I've seen it on the shelves, but considering my budget I need to be careful in what I purchase these days.

Can someone give/point to an overview of how it plays? I've seen several complaints about how non-interactive it it with other players in some ways...which in a game themed around sci fi empire building seems a bit odd.


----------



## Asmor (Dec 11, 2008)

D.Shaffer said:


> I've seen it on the shelves, but considering my budget I need to be careful in what I purchase these days.
> 
> Can someone give/point to an overview of how it plays? I've seen several complaints about how non-interactive it it with other players in some ways...which in a game themed around sci fi empire building seems a bit odd.




There's pretty much no player interaction. It's basically just a race to have the most points by the end of the game. Thus, player interaction is limited essentially to trying not to fall behind.

If you've played San Juan, it's rather similar to that, though still quite different.

There are 5 phases in each round, but not all 5 phases are used each turn. Specifically, each person chooses a phase secretly and they're all revealed at the same time. If, for example, no one chose "Explore," then there won't be an explore phase this round. If one or multiple people chose settle, there's a single settle phase this round.

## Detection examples
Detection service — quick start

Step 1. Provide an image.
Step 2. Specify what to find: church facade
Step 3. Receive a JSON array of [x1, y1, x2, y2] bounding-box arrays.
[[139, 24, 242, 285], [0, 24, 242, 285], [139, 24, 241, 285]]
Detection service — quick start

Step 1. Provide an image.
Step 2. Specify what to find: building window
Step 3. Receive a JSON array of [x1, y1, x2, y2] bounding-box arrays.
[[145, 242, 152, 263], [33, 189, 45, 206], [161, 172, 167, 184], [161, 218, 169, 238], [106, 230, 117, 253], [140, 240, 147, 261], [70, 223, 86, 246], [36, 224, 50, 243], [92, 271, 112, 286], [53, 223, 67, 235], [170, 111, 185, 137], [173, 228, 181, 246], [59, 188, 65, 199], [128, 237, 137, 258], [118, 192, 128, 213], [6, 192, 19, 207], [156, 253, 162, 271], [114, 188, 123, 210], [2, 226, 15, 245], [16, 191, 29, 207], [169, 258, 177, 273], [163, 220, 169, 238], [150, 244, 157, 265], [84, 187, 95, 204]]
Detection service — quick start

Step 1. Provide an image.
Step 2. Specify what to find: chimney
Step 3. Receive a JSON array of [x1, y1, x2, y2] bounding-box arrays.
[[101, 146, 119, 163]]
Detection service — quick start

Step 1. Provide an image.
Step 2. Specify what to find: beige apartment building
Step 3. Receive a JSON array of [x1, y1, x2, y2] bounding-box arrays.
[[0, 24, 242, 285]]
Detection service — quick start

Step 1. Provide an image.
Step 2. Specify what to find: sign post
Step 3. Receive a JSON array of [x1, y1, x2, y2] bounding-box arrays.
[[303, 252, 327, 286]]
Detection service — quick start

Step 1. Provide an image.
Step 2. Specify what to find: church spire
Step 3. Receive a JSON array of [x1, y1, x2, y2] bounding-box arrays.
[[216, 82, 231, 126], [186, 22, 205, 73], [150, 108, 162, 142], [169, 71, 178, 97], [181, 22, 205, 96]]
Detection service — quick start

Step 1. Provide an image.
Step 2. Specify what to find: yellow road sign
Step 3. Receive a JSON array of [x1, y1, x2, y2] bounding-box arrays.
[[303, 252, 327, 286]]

## WORK TO COMPLETE
1. Duplicate the records line for line, starting at the first line of the records and ending at the line that contains "[[0, 24, 242, 285]]", with both of those lines included.
2. Write the next part of the forum thread about the sci-fi empire-building game, picking up right after its final sentence.

## OUTPUTS
1.
Detection service — quick start

Step 1. Provide an image.
Step 2. Specify what to find: church facade
Step 3. Receive a JSON array of [x1, y1, x2, y2] bounding-box arrays.
[[139, 24, 242, 285], [0, 24, 242, 285], [139, 24, 241, 285]]
Detection service — quick start

Step 1. Provide an image.
Step 2. Specify what to find: building window
Step 3. Receive a JSON array of [x1, y1, x2, y2] bounding-box arrays.
[[145, 242, 152, 263], [33, 189, 45, 206], [161, 172, 167, 184], [161, 218, 169, 238], [106, 230, 117, 253], [140, 240, 147, 261], [70, 223, 86, 246], [36, 224, 50, 243], [92, 271, 112, 286], [53, 223, 67, 235], [170, 111, 185, 137], [173, 228, 181, 246], [59, 188, 65, 199], [128, 237, 137, 258], [118, 192, 128, 213], [6, 192, 19, 207], [156, 253, 162, 271], [114, 188, 123, 210], [2, 226, 15, 245], [16, 191, 29, 207], [169, 258, 177, 273], [163, 220, 169, 238], [150, 244, 157, 265], [84, 187, 95, 204]]
Detection service — quick start

Step 1. Provide an image.
Step 2. Specify what to find: chimney
Step 3. Receive a JSON array of [x1, y1, x2, y2] bounding-box arrays.
[[101, 146, 119, 163]]
Detection service — quick start

Step 1. Provide an image.
Step 2. Specify what to find: beige apartment building
Step 3. Receive a JSON array of [x1, y1, x2, y2] bounding-box arrays.
[[0, 24, 242, 285]]

2.
So there's a bit of... implied player interaction, I guess, in that if you really want to explore, develop and settle, you can only play one of those and you gotta try to guess what other people might play and hope others play the other cards you need that round.


----------



## brehobit (Dec 11, 2008)

Asmor said:


> So there's a bit of... implied player interaction, I guess, in that if you really want to explore, develop and settle, you can only play one of those and you gotta try to guess what other people might play and hope others play the other cards you need that round.



The interaction is actually non-trivial with practice.  It just feels like solitaire to start.  The only major interaction is guessing what others will do.

That said, it is certainly less interaction than most games.

Mark


----------



## darkwing (Jan 10, 2009)

D.Shaffer said:


> Can someone give/point to an overview of how it plays? I've seen several complaints about how non-interactive it it with other players in some ways...which in a game themed around sci fi empire building seems a bit odd.



BoardGameGeek is a good sight for game reviews.

It's interactive in so far as your best selected action might change depending on what your opponent does or is likely to do, but you're not going to send an invading force to take over their planets or anything like that. I like the game because I enjoy its focus on overall economic optimization based on variable (luck of the draw, what the other player does) inputs.


----------



## Badwe (Jan 12, 2009)

Early on, it will feel extremely non-interactive.  The change from the puerto rico style where one player taking a phase excludes another will lead to learning plays constantly overlapping.  This is not to say more seasoned players will not overlap, but it will happen much less because of what interactivity the game has to offer coming to light.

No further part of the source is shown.